*SOURCE*.
KT: Ten to twenty thousand dollars.

KS: But you do not know how much of that actually reached him?

KT: No, I have no way of knowing, because at times when I would see Yockey I could hardly press for any sort of an accounting, and I wasn’t interested in any accounting, or embarrassing him in any way. And I wouldn’t know how much Weiss paid over; maybe he paid all of it over . . . but Weiss would often solicit money from me; in fact, at the time he died, Weiss owed me approximately $15,000 in a very elaborate financial transaction involving mortgages to a group of houses in Croton-on-Hudson, and when he died quite suddenly I was left technically with the title to four houses which were even then in process of foreclosure by the banks which held the mortgages. Thanks to a skillful attorney, we were able to accomplish sales of those four properties, pay off the mortgage, and get out approximately one-half to two-thirds of what Weiss owed to me and what Weiss owed to the lawyer concerned.

KS: What do you think the future holds for Thomas Starmley?

KT: Well, I think that’s entirely up to Thomas Starmley. He might have a very — Thomas Starmley, I must add here, is a canine — and he might have a very brilliant future, and raise litters and litters, or he might be cut down in his prime: one never knows, these are the chances that we take in life.

KS: Do you think the drastic step of a name-change should be taken for this canine, in view of the treacherous betrayal of friendship recently engaged in by his namesake?

*A run of records*.
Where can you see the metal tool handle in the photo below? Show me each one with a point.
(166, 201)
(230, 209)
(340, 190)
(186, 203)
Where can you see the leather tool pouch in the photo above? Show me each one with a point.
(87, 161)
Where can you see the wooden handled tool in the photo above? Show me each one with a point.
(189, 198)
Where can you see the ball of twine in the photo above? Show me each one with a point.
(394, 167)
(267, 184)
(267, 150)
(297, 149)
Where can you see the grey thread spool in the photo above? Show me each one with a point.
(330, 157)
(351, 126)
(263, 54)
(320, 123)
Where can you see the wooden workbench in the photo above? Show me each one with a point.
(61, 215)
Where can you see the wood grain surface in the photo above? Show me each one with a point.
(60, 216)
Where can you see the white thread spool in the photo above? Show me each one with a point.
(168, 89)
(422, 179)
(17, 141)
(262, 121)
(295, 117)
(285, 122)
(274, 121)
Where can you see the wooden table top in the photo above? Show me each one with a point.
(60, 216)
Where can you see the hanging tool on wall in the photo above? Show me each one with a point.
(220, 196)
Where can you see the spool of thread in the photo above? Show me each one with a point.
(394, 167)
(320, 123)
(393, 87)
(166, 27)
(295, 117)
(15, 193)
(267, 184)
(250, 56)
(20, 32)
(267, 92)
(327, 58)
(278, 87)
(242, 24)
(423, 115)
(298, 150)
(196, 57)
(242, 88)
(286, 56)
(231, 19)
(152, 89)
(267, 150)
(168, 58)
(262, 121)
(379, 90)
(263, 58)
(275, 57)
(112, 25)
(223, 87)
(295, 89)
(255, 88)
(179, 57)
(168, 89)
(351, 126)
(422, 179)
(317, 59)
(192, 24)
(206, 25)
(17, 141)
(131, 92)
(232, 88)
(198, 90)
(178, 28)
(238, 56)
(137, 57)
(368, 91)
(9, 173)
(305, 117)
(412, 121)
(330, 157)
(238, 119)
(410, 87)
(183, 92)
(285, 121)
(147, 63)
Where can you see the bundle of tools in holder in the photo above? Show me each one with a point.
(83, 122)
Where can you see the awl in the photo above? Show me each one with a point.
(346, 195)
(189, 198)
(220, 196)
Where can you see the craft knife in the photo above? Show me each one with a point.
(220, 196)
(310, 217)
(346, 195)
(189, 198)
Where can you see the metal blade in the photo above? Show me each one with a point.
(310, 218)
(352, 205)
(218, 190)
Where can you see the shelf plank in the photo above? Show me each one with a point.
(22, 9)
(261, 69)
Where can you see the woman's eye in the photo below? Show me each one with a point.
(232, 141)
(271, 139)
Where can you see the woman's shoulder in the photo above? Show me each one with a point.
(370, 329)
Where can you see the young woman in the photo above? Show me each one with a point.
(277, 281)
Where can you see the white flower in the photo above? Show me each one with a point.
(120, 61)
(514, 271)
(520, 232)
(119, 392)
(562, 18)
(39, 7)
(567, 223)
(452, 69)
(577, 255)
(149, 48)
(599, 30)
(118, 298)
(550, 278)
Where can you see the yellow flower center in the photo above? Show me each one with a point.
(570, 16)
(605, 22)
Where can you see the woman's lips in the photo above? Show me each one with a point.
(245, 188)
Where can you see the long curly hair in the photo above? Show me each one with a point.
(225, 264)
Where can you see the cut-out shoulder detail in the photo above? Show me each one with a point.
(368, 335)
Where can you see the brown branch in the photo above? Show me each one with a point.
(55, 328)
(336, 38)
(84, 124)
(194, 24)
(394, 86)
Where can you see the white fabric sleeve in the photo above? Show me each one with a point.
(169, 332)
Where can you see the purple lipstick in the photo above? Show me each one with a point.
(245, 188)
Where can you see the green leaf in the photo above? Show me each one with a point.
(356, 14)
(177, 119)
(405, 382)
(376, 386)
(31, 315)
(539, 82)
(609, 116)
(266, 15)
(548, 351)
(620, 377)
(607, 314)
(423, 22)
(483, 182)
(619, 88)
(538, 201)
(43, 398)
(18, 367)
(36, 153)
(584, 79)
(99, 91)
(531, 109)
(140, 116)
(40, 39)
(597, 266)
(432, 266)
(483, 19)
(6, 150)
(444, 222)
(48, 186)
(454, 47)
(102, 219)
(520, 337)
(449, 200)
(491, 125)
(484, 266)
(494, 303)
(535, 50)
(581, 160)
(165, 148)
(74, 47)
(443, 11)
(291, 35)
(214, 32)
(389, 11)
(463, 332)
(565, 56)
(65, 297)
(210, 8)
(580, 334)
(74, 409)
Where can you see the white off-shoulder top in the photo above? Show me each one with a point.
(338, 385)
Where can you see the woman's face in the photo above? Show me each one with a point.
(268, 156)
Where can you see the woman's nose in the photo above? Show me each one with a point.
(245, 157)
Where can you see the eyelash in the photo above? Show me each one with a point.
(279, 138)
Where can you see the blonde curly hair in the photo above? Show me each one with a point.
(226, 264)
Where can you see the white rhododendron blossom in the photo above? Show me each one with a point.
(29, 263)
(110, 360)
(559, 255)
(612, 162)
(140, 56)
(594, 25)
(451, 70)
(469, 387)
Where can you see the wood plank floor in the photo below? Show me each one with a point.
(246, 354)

* * *

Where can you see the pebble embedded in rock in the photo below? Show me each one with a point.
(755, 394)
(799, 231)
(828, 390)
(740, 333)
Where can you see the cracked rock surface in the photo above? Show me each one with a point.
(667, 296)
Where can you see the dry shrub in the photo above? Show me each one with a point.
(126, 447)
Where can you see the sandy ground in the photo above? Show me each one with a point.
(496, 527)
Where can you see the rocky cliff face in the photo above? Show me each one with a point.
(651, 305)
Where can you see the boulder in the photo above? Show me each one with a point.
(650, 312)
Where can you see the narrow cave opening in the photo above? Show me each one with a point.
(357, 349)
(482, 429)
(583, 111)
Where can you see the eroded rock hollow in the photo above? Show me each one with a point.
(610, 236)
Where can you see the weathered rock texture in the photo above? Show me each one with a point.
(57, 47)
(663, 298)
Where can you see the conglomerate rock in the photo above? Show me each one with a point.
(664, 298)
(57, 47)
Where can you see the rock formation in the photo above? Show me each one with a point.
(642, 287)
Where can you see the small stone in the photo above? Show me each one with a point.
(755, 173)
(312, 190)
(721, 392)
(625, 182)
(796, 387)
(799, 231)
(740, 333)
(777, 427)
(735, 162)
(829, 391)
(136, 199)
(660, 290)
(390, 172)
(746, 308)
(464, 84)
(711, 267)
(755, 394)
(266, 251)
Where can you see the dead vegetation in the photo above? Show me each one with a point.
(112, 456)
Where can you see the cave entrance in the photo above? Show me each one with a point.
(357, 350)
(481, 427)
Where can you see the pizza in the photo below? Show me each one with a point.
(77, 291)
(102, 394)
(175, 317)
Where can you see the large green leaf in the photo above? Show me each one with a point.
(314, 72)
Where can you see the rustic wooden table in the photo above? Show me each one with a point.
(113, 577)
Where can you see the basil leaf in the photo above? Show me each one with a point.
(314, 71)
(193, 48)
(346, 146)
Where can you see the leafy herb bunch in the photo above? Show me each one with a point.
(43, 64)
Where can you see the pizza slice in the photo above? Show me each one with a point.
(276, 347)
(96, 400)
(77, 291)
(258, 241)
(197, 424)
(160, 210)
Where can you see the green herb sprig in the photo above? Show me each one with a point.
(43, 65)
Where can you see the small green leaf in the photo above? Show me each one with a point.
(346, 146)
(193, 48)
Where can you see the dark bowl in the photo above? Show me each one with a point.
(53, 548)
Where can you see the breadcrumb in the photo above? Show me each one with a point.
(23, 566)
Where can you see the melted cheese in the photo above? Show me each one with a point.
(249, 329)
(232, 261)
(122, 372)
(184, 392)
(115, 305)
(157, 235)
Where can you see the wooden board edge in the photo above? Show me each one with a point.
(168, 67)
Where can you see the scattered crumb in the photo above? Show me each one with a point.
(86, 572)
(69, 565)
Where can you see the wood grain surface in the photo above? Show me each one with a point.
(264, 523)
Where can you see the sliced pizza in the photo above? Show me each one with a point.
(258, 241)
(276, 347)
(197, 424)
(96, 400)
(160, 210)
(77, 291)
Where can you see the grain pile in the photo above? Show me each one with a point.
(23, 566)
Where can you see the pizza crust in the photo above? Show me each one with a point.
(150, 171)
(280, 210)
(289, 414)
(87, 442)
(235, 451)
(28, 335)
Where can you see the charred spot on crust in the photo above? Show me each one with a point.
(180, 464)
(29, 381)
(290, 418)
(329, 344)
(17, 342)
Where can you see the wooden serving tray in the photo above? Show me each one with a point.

*REQUIRED ACTIONS*.
1. Output the passage of the interview transcript that begins at the words "KS: What do" and stops after the words "take in life.".
2. List every individual, human or animal, whose name is mentioned in the interview transcript.
3. Using the interview transcript, answer these:
(a) Approximately how much did Weiss owe KT at the time he died?
(b) In what place were the houses tied to the mortgages?
(c) What kind of creature is Thomas Starmley?

*ANSWERS GIVEN*.
1.
KS: What do you think the future holds for Thomas Starmley?

KT: Well, I think that’s entirely up to Thomas Starmley. He might have a very — Thomas Starmley, I must add here, is a canine — and he might have a very brilliant future, and raise litters and litters, or he might be cut down in his prime: one never knows, these are the chances that we take in life.

2.
Yockey
Weiss
Thomas Starmley

3.
(a) Approximately $15,000.
(b) Croton-on-Hudson.
(c) A canine.